━━━ Estratto del documento ━━━

La dottoressa in rianimazione: “Turni estenuanti, il pannolone in reparto lo usiamo anche noi perchè non possiamo recarci al bagno”
In questo periodo di grande emergenza sanitaria, medici, infermieri e tutto il personale ausiliario sono diventati e veri guerrieri della nostra società. Si armano di tutta la forza che possiedono e tramite le loro conoscenze, sorreggono e aiutano i malati che hanno bisogno di cure.
Ogni giorno mettono a repentaglio la loro salute per proteggerci. Loro non sono immuni, sono indifesi come noi, non hanno vaccini o medicinali che possano curare loro piuttosto che noi.
Ciascuno di noi dovrebbe dedicare un messaggio di stima, di orgoglio verso tutti coloro che lavorano nel campo sanitario, che stanno combattendo in prima linea il diffondersi del coronavirus. Sono chiamati a fare turni infiniti, strazianti, e con la solita determinazione e professionalità danno il massimo.

━━━ Materiale di studio ━━━

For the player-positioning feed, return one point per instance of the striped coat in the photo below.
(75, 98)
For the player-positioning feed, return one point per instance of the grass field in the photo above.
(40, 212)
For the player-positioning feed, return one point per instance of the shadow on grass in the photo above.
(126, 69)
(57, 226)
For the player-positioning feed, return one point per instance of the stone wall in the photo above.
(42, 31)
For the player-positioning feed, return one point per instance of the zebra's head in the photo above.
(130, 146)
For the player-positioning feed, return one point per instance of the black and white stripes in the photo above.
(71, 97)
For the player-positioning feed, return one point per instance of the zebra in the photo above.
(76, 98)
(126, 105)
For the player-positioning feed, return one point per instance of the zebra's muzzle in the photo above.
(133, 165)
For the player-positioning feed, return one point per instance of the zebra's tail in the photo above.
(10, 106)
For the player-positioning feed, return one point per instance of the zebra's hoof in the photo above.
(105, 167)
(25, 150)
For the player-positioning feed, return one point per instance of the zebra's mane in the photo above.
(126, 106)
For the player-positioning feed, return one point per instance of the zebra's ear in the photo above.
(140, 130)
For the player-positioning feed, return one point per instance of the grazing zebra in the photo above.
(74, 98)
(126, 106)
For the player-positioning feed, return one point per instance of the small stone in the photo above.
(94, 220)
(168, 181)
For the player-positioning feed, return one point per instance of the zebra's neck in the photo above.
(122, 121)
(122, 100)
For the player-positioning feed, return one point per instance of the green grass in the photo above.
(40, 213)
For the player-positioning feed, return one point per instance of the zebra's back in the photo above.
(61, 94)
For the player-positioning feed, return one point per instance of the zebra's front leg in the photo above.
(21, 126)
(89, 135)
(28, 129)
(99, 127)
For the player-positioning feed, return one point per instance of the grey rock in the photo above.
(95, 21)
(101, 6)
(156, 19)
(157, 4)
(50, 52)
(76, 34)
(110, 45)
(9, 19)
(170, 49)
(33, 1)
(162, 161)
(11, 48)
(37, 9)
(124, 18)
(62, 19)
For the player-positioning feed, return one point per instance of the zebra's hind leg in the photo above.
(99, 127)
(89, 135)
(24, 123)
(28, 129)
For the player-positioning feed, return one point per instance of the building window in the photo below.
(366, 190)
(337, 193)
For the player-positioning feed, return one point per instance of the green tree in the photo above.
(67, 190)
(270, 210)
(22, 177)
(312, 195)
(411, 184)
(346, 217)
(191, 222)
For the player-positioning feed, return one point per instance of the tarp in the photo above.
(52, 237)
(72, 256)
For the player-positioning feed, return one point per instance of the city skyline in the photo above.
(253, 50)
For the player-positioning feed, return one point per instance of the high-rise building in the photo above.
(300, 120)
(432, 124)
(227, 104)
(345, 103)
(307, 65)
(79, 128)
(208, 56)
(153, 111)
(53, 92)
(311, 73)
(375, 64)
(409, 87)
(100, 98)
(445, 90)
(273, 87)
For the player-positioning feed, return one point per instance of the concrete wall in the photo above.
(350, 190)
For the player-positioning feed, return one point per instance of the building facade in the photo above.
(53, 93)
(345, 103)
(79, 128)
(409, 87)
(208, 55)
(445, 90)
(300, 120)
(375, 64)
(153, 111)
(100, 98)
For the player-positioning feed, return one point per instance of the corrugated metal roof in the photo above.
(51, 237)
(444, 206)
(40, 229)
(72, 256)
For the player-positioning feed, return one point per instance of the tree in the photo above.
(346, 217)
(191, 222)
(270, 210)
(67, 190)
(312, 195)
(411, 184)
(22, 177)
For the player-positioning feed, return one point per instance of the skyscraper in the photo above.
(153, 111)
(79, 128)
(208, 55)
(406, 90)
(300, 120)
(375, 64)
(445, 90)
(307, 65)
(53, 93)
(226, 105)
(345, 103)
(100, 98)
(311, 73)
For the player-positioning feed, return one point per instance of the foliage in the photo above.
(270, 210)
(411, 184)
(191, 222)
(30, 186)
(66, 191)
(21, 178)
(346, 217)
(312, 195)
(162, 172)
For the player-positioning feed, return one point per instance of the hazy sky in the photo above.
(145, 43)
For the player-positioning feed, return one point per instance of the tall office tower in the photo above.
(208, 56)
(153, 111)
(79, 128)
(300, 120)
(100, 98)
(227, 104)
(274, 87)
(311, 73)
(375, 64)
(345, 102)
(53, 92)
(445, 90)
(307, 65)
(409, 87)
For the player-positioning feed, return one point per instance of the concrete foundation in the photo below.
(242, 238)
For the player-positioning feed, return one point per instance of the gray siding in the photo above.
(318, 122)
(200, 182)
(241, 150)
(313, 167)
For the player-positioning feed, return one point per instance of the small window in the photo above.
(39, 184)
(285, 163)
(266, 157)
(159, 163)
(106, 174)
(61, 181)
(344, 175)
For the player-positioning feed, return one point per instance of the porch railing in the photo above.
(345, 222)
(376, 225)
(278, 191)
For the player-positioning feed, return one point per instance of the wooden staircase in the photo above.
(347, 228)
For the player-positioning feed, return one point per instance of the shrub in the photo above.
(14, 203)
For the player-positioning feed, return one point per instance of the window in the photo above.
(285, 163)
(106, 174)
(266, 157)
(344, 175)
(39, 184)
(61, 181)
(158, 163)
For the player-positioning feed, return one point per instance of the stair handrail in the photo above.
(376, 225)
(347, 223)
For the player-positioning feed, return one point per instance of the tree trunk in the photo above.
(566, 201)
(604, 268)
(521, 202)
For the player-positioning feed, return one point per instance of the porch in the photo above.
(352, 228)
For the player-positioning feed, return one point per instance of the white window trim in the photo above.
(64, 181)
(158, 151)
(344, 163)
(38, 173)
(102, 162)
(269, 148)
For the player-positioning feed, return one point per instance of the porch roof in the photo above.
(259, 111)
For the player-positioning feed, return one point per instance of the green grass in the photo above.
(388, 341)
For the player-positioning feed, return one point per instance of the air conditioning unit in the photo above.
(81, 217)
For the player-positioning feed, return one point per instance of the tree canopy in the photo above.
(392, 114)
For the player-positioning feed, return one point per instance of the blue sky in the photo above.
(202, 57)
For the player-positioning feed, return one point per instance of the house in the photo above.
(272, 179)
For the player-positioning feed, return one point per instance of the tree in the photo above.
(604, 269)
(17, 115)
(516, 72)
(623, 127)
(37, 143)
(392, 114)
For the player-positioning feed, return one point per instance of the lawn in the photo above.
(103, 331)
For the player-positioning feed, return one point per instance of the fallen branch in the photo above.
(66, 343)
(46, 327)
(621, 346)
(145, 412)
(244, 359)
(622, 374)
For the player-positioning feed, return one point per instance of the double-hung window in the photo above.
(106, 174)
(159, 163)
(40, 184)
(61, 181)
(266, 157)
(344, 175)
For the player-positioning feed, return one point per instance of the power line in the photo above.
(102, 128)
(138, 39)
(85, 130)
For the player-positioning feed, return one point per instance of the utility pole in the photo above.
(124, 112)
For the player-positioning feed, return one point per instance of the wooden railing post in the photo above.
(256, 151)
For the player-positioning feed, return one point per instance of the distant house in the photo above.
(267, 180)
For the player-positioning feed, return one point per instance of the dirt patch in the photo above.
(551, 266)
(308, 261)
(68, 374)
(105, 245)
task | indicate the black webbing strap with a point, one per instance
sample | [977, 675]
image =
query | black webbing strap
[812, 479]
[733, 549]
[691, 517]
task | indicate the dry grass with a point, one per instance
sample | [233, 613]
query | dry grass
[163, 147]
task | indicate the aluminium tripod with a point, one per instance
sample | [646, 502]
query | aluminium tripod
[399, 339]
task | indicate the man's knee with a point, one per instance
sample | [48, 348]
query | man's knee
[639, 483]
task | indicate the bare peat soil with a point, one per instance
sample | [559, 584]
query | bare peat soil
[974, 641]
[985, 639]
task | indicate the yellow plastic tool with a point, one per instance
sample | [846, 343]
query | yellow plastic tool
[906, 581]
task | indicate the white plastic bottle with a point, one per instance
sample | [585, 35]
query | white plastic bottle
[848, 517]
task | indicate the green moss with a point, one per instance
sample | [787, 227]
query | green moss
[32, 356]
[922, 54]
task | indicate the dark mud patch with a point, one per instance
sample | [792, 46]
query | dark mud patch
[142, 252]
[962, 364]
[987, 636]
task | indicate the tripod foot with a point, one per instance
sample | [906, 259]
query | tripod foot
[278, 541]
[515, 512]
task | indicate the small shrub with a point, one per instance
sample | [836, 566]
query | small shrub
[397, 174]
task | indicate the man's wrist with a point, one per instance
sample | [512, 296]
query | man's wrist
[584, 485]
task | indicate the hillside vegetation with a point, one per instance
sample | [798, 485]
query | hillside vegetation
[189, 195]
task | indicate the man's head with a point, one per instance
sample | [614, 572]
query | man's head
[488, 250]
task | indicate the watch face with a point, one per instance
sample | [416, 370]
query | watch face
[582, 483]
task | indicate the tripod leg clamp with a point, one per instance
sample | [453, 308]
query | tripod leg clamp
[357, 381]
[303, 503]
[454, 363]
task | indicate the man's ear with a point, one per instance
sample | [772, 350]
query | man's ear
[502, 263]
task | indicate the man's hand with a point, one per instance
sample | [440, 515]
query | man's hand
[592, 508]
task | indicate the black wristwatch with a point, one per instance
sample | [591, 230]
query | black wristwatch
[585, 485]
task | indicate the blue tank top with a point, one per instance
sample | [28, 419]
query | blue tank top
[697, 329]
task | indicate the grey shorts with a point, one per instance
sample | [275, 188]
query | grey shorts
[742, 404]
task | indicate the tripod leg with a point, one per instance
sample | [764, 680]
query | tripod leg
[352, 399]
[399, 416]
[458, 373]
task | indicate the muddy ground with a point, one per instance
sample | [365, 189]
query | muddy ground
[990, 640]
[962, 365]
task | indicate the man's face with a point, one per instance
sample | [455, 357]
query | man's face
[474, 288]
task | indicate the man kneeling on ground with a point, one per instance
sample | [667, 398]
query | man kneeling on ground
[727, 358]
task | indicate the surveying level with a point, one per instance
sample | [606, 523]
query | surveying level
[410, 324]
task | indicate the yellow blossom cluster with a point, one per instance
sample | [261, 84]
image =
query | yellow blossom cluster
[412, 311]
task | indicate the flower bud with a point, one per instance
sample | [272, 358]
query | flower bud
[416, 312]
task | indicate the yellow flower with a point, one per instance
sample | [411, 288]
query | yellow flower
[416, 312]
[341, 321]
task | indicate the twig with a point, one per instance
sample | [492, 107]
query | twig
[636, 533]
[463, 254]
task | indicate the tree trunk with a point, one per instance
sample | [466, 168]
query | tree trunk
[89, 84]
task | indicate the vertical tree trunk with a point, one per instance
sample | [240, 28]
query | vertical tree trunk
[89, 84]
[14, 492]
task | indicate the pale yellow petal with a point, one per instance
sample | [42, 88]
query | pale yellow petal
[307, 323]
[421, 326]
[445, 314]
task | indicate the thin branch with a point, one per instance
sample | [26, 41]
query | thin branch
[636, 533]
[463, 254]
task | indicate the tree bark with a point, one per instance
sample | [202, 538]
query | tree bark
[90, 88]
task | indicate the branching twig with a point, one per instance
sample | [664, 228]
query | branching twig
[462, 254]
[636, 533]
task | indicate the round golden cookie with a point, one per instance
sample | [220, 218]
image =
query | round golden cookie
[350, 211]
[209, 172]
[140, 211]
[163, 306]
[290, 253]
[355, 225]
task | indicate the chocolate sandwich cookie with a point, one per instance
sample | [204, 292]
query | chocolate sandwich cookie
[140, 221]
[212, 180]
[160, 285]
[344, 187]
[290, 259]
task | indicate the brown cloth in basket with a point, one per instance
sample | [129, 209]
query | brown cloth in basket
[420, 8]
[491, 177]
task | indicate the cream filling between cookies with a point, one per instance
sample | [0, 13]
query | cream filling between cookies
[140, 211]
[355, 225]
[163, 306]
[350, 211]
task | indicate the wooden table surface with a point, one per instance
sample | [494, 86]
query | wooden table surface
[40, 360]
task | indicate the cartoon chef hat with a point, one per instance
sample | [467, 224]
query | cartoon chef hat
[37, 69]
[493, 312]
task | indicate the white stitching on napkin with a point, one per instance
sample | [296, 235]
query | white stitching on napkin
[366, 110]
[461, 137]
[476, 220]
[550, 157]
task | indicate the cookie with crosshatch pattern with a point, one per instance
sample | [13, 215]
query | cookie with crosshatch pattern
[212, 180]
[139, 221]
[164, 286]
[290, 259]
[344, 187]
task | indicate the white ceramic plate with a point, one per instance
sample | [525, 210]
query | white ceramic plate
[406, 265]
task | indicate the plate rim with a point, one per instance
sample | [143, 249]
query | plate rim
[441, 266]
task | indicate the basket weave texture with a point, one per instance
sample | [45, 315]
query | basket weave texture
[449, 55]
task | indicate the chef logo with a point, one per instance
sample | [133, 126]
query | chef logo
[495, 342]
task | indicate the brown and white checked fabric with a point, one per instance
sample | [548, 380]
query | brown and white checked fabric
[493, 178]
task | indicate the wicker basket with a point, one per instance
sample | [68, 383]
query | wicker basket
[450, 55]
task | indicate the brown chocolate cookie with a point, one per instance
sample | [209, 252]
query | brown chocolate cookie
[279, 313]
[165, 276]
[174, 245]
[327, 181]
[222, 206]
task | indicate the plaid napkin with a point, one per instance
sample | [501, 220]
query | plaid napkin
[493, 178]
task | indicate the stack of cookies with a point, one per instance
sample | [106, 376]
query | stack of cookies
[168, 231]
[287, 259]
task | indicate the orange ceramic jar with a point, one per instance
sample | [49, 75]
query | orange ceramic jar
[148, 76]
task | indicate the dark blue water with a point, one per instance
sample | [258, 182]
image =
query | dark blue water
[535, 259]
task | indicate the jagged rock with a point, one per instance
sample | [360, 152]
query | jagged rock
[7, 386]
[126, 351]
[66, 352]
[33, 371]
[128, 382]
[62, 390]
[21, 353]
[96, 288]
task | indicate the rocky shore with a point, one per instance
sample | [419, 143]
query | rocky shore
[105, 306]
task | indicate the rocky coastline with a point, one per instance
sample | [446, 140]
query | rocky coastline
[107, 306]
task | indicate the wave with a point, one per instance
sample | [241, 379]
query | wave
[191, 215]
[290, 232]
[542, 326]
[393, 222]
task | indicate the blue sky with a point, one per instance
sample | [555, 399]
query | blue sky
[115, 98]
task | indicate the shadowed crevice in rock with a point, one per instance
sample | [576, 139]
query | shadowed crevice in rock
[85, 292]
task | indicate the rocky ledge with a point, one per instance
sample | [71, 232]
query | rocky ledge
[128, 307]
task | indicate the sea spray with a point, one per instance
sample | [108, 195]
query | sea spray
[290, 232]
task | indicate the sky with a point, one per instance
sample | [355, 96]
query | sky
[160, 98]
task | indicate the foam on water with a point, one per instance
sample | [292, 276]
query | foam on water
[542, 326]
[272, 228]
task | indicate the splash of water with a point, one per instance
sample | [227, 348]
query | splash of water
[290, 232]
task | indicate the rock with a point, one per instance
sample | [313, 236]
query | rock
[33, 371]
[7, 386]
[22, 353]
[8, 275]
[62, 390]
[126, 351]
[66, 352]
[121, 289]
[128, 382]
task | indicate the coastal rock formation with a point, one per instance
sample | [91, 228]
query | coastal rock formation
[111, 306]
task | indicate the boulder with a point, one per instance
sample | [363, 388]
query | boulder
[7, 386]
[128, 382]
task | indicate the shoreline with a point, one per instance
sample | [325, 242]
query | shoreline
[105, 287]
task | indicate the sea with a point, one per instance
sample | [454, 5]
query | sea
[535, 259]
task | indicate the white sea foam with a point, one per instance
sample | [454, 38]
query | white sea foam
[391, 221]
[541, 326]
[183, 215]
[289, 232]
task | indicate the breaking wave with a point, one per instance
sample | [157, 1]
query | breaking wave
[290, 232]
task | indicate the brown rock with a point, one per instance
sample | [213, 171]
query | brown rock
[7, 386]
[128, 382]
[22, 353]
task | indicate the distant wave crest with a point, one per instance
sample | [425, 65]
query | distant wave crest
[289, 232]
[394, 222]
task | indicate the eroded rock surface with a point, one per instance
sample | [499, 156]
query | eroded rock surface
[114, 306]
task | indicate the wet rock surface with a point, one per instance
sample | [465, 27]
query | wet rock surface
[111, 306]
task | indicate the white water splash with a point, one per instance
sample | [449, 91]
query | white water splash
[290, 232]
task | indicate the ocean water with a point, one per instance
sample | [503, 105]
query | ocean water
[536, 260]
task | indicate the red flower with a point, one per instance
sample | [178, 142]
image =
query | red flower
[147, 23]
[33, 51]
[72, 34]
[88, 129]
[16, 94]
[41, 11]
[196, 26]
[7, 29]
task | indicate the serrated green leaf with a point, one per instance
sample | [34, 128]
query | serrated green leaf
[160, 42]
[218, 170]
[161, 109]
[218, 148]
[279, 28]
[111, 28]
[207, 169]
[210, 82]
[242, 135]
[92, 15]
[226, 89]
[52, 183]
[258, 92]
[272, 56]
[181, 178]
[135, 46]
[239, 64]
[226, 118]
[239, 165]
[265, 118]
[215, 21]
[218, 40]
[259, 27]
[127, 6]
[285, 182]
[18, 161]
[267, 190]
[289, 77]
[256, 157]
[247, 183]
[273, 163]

━━━

◆ Consegna: Riscrivi in forma più breve il paragrafo dell'estratto che comincia con «Ciascuno di noi dovrebbe», conservandone i fatti principali. I dati non hanno alcun legame con l'estratto.

◆ Risposta attesa: Tutti dovremmo esprimere stima e orgoglio verso chi lavora in ambito sanitario e combatte in prima linea contro la diffusione del coronavirus. Nonostante turni infiniti e strazianti, queste persone danno il massimo con determinazione e professionalità.